EXERCISE OBJECTIVE
Please copy the entries below word for word, leaving out any image.

Data entries
◇ ◇ ◇

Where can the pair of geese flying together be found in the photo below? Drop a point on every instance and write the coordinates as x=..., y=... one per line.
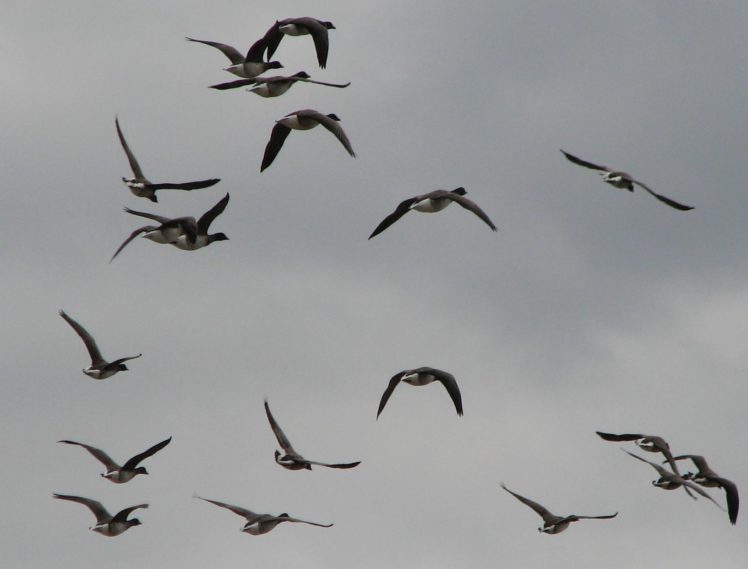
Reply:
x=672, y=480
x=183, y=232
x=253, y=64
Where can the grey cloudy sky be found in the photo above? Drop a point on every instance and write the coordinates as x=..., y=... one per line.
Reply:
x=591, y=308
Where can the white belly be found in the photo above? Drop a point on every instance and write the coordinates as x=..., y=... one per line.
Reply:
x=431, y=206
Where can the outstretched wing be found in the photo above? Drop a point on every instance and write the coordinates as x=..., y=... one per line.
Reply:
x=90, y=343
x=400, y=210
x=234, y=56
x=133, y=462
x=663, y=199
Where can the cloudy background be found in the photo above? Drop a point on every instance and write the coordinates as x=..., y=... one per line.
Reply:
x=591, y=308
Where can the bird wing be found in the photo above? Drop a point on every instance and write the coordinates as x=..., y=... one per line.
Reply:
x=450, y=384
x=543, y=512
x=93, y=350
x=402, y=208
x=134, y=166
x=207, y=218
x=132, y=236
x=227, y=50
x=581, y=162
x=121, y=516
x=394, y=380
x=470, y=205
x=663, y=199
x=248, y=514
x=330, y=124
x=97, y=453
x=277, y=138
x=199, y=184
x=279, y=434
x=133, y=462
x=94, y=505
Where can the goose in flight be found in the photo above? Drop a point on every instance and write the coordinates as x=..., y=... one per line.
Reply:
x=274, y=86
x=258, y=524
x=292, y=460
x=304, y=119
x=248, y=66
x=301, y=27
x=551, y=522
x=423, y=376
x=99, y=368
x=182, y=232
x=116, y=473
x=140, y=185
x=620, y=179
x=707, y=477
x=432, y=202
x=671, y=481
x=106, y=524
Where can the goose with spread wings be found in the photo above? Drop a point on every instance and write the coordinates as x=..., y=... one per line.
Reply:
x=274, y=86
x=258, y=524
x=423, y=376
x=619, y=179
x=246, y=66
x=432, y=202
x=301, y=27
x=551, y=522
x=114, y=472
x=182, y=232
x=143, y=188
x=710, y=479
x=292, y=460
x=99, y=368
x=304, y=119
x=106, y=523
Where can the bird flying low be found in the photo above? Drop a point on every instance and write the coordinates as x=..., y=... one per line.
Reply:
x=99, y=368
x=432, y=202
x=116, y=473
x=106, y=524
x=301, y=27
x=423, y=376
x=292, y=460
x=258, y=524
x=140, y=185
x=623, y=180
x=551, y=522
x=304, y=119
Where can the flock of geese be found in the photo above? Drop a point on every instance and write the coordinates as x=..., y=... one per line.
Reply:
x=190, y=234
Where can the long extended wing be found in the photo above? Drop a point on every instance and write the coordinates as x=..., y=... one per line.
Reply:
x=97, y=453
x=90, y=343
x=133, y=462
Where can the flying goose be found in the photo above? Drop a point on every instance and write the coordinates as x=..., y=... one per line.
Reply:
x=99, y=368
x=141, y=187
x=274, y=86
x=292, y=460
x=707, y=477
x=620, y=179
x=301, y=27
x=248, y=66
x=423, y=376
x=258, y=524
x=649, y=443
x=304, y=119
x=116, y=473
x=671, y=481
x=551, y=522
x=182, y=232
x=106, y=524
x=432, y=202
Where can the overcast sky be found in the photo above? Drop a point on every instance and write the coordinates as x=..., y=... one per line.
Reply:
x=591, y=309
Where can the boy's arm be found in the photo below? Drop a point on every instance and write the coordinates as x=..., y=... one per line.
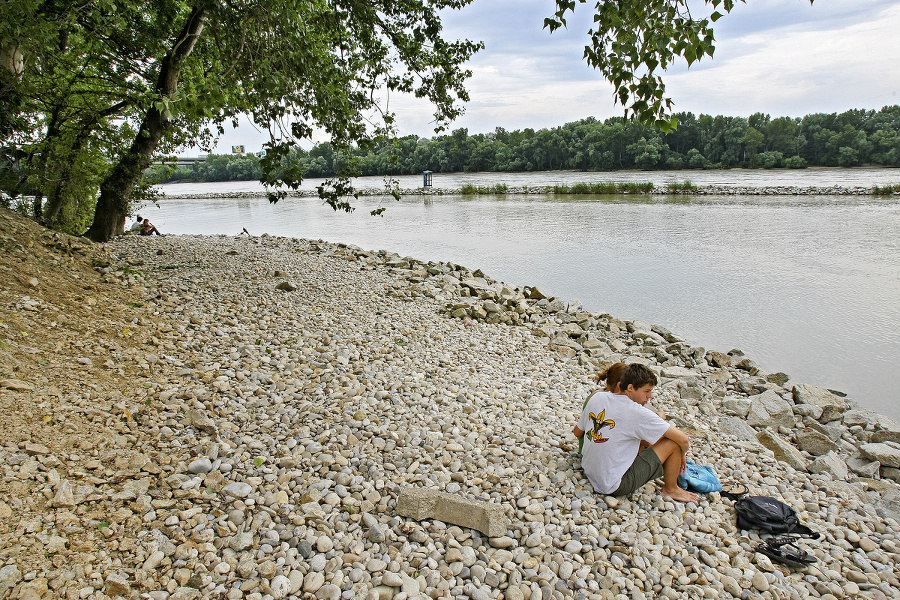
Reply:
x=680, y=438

◇ ◇ ◇

ANSWER TO THIS PROBLEM
Where can the pair of geese flying together be found in the photo below? Drop a point on every instance and write the coordinates as x=..., y=... one per line.
Reply:
x=672, y=480
x=183, y=232
x=253, y=64
Where can the grey cloudy sky be found in the photo above? Drop a point on every instance and write the coordinates as x=..., y=... one per line.
Reply:
x=591, y=308
Where can the white belly be found in the photo above? Drop a point on every instance and write the coordinates as x=..., y=... one per line.
Reply:
x=431, y=206
Where can the outstretched wing be found in the photo above? Drop a point on every instance and write the coordinates as x=..., y=... one per line.
Reply:
x=90, y=343
x=400, y=210
x=234, y=56
x=133, y=462
x=663, y=199
Where can the cloudy background be found in the photo above? Drop a point on every instance and write the coordinates as x=..., y=... one per line.
Reply:
x=591, y=308
Where can the bird wing be found in the photo above? Drop a point on every instance and write the coordinates as x=..., y=... one per line.
Reply:
x=450, y=384
x=543, y=512
x=93, y=350
x=402, y=208
x=134, y=166
x=207, y=218
x=132, y=236
x=227, y=50
x=581, y=162
x=121, y=516
x=394, y=380
x=470, y=205
x=663, y=199
x=248, y=514
x=330, y=124
x=97, y=453
x=277, y=138
x=199, y=184
x=279, y=434
x=133, y=462
x=94, y=505
Where can the goose in flight be found in the photo above? Drop a point on every instance and write the coordinates as x=..., y=... one per line.
Reply:
x=274, y=86
x=258, y=524
x=292, y=460
x=304, y=119
x=248, y=66
x=301, y=27
x=551, y=522
x=423, y=376
x=99, y=368
x=182, y=232
x=116, y=473
x=140, y=185
x=620, y=179
x=707, y=477
x=432, y=202
x=671, y=481
x=106, y=524
Where can the goose with spread wings be found in the photo above? Drop a point on every instance and write the coordinates as x=..., y=... one per line.
Reply:
x=274, y=86
x=258, y=524
x=423, y=376
x=619, y=179
x=246, y=66
x=432, y=202
x=301, y=27
x=551, y=522
x=114, y=472
x=182, y=232
x=143, y=188
x=710, y=479
x=292, y=460
x=99, y=368
x=304, y=119
x=106, y=523
Where can the bird flying low be found in the photo above? Drop a point on every instance and write the coordinates as x=..., y=... one per line.
Reply:
x=99, y=368
x=432, y=202
x=116, y=473
x=106, y=524
x=301, y=27
x=423, y=376
x=292, y=460
x=258, y=524
x=140, y=185
x=623, y=180
x=551, y=522
x=304, y=119
Where can the flock of geese be found in the photo above? Drop a point on every instance and write the coordinates as x=..., y=... one per line.
Reply:
x=190, y=234
Where can the long extended wing be found in the photo above? Drop a point on every instance and write the coordinates as x=..., y=... one per line.
Reply:
x=97, y=453
x=90, y=343
x=133, y=462
Where can the flying goose be found in the photo above? Drop a point on every instance and write the coordinates as x=..., y=... one per line.
Reply:
x=99, y=368
x=141, y=187
x=274, y=86
x=292, y=460
x=707, y=477
x=620, y=179
x=301, y=27
x=248, y=66
x=423, y=376
x=258, y=524
x=649, y=443
x=304, y=119
x=116, y=473
x=671, y=481
x=551, y=522
x=182, y=232
x=106, y=524
x=432, y=202
Where can the overcast sky be found in the photo above? Drop a point on every instance and write the coordinates as x=..., y=... one per line.
Reply:
x=591, y=309
Where can the boy's arm be found in the photo below? Drop a point on every instance and write the coordinates as x=..., y=... one per line.
Reply:
x=680, y=438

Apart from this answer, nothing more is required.